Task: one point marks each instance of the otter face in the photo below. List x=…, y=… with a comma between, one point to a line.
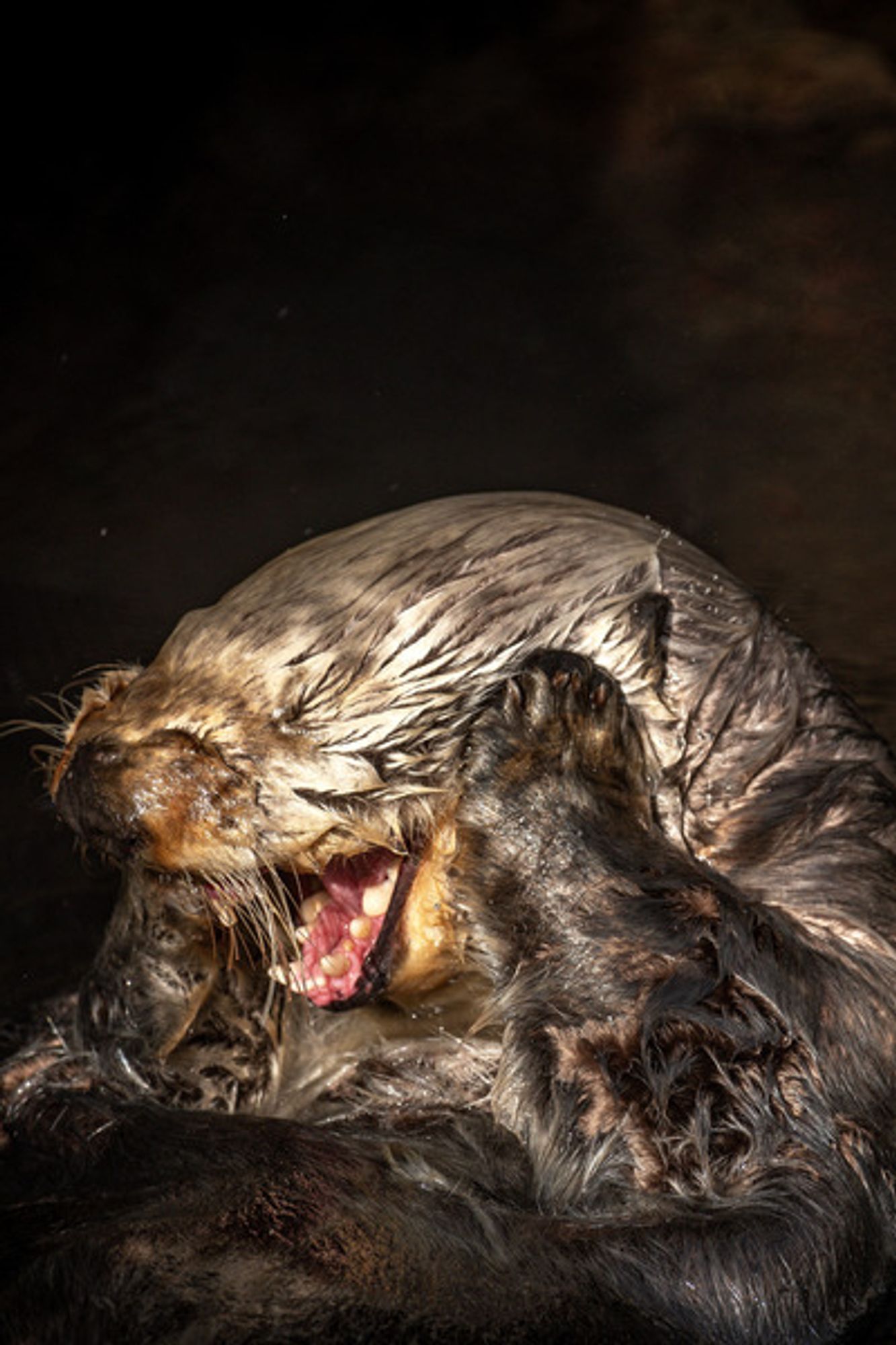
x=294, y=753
..........
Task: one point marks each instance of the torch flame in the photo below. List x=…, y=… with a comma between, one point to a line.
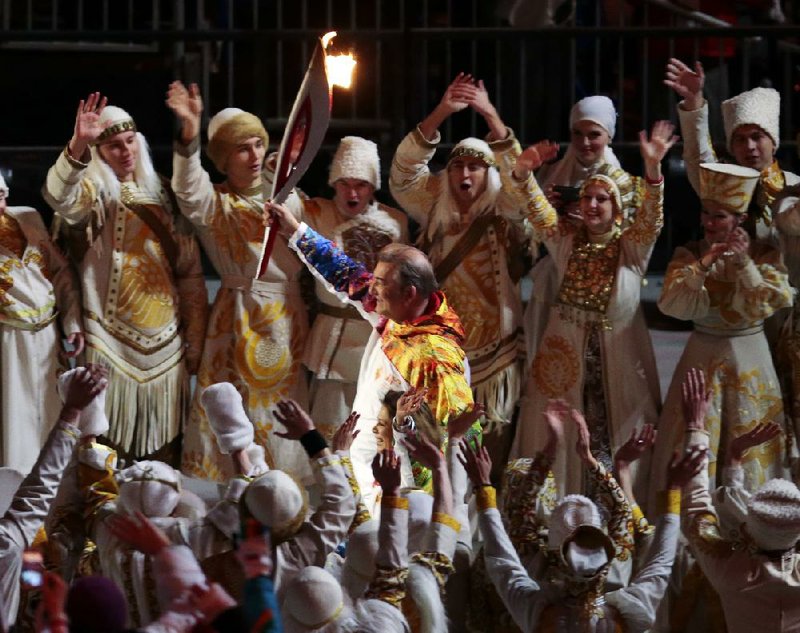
..........
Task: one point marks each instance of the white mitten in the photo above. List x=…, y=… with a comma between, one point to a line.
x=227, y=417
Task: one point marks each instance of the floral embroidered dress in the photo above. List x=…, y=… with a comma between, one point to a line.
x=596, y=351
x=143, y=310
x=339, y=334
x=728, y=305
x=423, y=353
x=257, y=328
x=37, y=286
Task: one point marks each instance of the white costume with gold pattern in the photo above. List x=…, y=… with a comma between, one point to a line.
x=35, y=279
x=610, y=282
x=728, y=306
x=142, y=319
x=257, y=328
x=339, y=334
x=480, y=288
..........
__WHAT THE TASK ASKS__
Recast the entries in the stretch from the line containing "Task: one point marks each instance of the floral" through the line containing "x=37, y=286" as a two-column CSV with the columns task and points. Give one row per entry, with its text and its answer each in one quoted field and line breaks turned into spaces.

__TASK RESPONSE__
task,points
"Task: one point marks each instance of the floral embroidered dress in the photo above. List x=…, y=… with a comma between, one point to a line.","x=596, y=351 x=143, y=310 x=339, y=334 x=728, y=305 x=423, y=353 x=257, y=328 x=37, y=286"